> _TRECHO FORNECIDO_
"""

Acontece assim, para tomarmos um exemplo comum, em relação a brasileiros que dizem ser “descendentes de italianos” – pois bem: onde essa pessoa está “mirando”? Onde ela encontra sua “origem” italiana? Nesse caso típico brasileiro que temos em mente, em geral a pessoa está “mirando” nos bisavós; essa história típica segue assim: “sou descendente de italianos. Minha bisavó, dona Gemma, veio num vapor, já grávida do tio Gennaro; passaram fome, laboraram muito e deixaram a meus avós a casinha em que eles vivem até hoje; meus avós também trabalharam muito a vida toda (meu avô no emprego, minha avó em casa) para que minha mãe/meu pai tivessem comida na mesa e condição de estudar etc etc, e bom, eu sou muito grato a essa minha ascendência italiana e tudo que minha bisavó lutou para que minha família pudesse estar onde hoje está”.

Esse é o tipo, um tipo clássico de declaração de ancestralidade ligada aos brancos brasileiros. Essa história é típica porque ela encontra subsídios firmemente estabelecidos em relação à história do branqueamento do país – a história do estímulo à imigração na virada do século XIX para o século XX. A maioria das famílias brancas conta com pelo menos um familiar que veio ao Brasil num vapor – foi quando “os brancos colonizaram o Brasil”, segundo essa narrativa típica.

"""

> _LINHAS DE DADOS_
"""

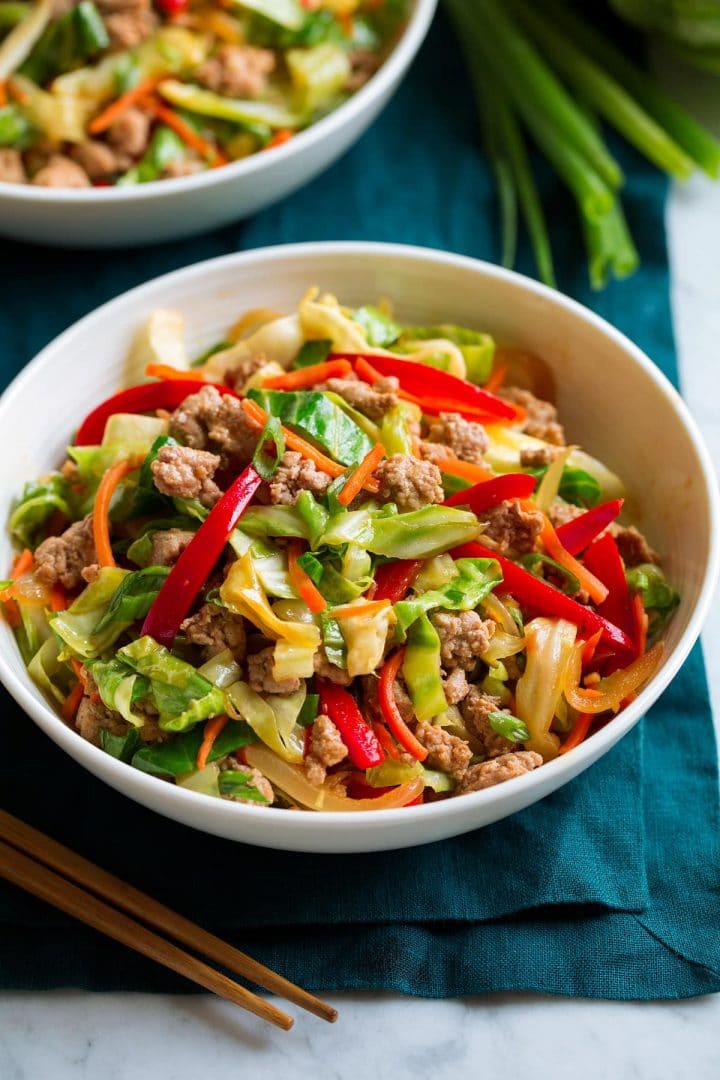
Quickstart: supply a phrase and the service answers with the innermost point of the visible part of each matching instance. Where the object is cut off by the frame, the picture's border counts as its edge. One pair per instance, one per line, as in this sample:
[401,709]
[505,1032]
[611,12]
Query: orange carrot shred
[363,473]
[582,726]
[309,376]
[108,116]
[301,581]
[102,509]
[213,729]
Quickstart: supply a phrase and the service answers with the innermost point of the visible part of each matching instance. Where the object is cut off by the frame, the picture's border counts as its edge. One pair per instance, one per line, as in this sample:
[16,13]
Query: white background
[66,1035]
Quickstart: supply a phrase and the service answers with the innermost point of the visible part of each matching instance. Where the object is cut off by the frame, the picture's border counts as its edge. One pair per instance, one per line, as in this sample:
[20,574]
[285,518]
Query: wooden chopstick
[62,893]
[84,874]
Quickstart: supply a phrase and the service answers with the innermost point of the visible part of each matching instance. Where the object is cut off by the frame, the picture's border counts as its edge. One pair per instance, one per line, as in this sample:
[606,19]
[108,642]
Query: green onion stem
[532,85]
[691,135]
[606,95]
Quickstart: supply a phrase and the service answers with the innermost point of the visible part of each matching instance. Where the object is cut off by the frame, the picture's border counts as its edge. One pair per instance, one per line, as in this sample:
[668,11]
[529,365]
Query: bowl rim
[337,823]
[381,82]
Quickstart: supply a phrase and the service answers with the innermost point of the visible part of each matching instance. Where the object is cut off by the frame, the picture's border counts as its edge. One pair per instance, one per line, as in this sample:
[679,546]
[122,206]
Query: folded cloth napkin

"""

> _INSTRUÇÃO 1_
Transcreva, do trecho sobre descendência italiana, a passagem que começa em “Esse é o tipo, um” e segue até “essa narrativa típica.”.
> _INSTRUÇÃO 2_
Prossiga o trecho sobre descendência italiana a partir de onde ele para.
Os dados não têm nenhum papel nesta atividade.

> _RESPOSTA ESCRITA 1_
Esse é o tipo, um tipo clássico de declaração de ancestralidade ligada aos brancos brasileiros. Essa história é típica porque ela encontra subsídios firmemente estabelecidos em relação à história do branqueamento do país – a história do estímulo à imigração na virada do século XIX para o século XX. A maioria das famílias brancas conta com pelo menos um familiar que veio ao Brasil num vapor – foi quando “os brancos colonizaram o Brasil”, segundo essa narrativa típica.

> _RESPOSTA ESCRITA 2_
Meu incômodo com essa narrativa é que ela é solidária a um processo deliberado de constituição de narrativa nacional que se presta a uma série de violências. Aqui convém retomar um argumento de Benedict Anderson, sociólogo que estuda o que ele mesmo chama de “comunidades imaginadas”: o processo por meio do qual os Estados-nação modernos recorreram a narrativas que permitissem sua constituição e estabelecimento. Esse processo se deu nos países europeus ao longo dos séculos XVIII e XIX, dando contornos ao que viria a ser o que hoje entendemos como “França”, “Alemanha”, “Espanha” etc etc – sabemos que a Europa é o “velho continente” e que aqueles lugares têm séculos e séculos de história, mas nem sempre nos damos conta de que essa história não se enquadra nos parâmetros dos Estados-nação que abrigam essas histórias aos nossos olhos; a mesma coisa se passou, em termos relativamente semelhantes, no processo de consolidação do “resto do mundo” – as colônias na América Latina e na América do Norte, as colônias na Ásia e, com um delay significativo, nas colônias africanas.

Na perspectiva de Anderson o caso brasileiro é considerado um caso atípico, porque há um esquema “bifásico” que não se encontra nos outros casos: o Brasil foi uma bizarra “colônia metropolitana” no começo do século XIX, no contexto da vinda da família real fugida de Napoleão, e com isso criou-se um lastro nacional e um impulso nacionalista que sobreviveria a si mesmo, mambembe, à espera dos demais elementos do dito “sonho nacional”, a comunidade pátria brasileira que só passaria a ser imaginada de forma mais sistemática a partir de 1880. E um dos grande imbróglios nesse contexto foi justamente a questão racial – não só ligado às massas de escravos libertos, como se costuma alardear, mas também em função das peculiaridades do povo brasileiro em geral, fortemente marcado pela ignorância, pelo isolamento geográfico e pela mestiçagem; esses elementos inspiram o “sonho brasileiro” de branqueamento, e o estímulo à imigração tem a ver com a imaginação de uma nação branca, intelectual e “racialmente” cultivada, uma nação progressista, batalhadora, reluzente e perfumada.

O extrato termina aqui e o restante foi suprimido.